Task item →
Scan the entries for the word "coffee" and return every line that has it.

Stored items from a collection
______
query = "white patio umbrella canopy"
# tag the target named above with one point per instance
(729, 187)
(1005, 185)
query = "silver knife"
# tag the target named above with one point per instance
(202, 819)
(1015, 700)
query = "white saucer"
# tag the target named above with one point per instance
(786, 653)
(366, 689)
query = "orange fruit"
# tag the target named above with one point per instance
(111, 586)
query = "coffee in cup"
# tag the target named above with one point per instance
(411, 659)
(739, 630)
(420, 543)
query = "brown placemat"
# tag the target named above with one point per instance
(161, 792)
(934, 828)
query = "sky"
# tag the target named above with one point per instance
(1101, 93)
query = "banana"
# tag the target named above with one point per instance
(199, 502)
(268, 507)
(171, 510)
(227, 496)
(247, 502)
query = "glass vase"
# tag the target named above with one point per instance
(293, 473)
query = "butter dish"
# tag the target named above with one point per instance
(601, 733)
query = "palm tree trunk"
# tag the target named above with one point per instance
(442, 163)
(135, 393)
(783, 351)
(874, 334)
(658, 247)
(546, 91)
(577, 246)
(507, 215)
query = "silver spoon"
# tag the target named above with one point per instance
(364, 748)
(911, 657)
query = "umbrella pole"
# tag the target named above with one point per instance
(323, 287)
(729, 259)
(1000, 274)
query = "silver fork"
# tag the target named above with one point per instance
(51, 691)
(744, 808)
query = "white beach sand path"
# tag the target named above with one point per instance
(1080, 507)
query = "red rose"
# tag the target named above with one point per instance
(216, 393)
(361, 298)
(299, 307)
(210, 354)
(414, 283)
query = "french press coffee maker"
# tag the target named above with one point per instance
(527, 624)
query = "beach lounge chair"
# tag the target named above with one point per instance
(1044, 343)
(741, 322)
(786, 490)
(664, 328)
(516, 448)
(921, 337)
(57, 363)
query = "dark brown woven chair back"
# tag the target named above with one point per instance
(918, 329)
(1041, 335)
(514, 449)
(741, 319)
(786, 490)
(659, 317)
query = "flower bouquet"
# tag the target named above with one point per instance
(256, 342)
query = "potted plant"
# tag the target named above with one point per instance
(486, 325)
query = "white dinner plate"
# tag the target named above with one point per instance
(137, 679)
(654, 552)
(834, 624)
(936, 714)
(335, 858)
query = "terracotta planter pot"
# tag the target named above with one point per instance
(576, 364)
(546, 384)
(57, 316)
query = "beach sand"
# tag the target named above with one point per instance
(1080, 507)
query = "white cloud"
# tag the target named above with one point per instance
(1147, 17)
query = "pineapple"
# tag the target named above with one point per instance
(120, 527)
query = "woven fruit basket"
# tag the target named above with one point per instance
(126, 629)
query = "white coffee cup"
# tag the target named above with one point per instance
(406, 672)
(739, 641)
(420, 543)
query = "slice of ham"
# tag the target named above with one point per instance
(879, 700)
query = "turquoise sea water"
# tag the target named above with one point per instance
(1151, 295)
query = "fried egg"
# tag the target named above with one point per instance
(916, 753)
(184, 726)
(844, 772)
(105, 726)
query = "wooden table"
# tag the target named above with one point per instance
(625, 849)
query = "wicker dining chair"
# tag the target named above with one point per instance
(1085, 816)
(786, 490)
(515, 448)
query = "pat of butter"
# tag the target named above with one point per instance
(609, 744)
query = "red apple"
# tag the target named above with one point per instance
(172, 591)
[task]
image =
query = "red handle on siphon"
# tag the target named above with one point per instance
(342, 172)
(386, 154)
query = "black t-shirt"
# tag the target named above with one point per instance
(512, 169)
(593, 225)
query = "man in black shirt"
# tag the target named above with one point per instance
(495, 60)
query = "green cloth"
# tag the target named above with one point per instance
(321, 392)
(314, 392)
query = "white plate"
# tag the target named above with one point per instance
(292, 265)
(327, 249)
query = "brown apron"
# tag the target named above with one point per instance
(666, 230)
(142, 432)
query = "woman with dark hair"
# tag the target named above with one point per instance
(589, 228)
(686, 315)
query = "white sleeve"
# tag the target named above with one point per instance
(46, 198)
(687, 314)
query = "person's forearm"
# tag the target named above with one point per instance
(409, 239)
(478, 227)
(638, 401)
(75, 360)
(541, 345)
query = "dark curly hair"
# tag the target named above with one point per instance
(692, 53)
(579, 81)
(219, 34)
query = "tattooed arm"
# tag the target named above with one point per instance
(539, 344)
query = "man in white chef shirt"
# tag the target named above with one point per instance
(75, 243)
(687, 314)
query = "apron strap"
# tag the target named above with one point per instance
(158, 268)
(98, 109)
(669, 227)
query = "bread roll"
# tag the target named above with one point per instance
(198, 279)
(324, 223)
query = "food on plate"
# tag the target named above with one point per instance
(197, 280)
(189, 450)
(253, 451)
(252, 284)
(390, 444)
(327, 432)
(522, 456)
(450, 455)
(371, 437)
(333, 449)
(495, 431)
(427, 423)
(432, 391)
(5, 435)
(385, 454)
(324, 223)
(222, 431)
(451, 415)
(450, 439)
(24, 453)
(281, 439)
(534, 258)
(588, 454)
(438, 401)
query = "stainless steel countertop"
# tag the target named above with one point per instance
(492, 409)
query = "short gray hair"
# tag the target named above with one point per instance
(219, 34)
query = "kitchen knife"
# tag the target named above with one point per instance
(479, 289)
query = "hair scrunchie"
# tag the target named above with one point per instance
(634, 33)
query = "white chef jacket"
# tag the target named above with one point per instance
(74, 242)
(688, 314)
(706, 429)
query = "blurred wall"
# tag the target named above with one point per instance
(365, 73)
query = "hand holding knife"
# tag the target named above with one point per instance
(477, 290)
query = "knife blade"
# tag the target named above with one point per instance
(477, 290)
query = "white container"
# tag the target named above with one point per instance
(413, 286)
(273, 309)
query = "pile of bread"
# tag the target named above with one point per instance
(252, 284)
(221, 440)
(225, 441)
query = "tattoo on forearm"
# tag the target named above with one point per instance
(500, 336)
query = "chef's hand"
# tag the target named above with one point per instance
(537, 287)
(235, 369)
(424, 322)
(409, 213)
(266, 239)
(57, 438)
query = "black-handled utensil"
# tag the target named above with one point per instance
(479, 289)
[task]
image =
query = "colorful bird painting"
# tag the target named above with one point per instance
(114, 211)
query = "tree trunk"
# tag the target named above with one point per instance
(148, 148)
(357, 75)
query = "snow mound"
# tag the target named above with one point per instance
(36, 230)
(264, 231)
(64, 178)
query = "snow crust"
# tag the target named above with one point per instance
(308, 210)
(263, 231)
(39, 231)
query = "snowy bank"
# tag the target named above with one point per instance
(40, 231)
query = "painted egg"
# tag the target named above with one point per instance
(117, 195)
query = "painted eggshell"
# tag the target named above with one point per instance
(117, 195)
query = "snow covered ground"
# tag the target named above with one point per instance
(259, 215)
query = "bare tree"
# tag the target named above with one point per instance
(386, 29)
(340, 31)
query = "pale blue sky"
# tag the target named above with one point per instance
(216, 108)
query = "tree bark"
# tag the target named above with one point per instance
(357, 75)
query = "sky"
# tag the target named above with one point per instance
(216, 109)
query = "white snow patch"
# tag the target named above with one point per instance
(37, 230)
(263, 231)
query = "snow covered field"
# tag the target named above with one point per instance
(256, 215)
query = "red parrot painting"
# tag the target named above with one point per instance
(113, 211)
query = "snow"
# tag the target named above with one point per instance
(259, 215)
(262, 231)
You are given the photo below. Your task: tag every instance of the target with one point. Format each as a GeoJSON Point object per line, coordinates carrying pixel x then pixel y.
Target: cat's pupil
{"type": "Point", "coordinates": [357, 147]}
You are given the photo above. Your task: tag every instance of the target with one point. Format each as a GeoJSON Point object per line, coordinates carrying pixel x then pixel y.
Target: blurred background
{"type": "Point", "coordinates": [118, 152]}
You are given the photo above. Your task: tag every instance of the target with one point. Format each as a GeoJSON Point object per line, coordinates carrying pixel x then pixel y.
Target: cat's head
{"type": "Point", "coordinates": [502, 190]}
______
Response to the task →
query = "coffee in cup"
query = "french press coffee maker"
query = "white coffee cup"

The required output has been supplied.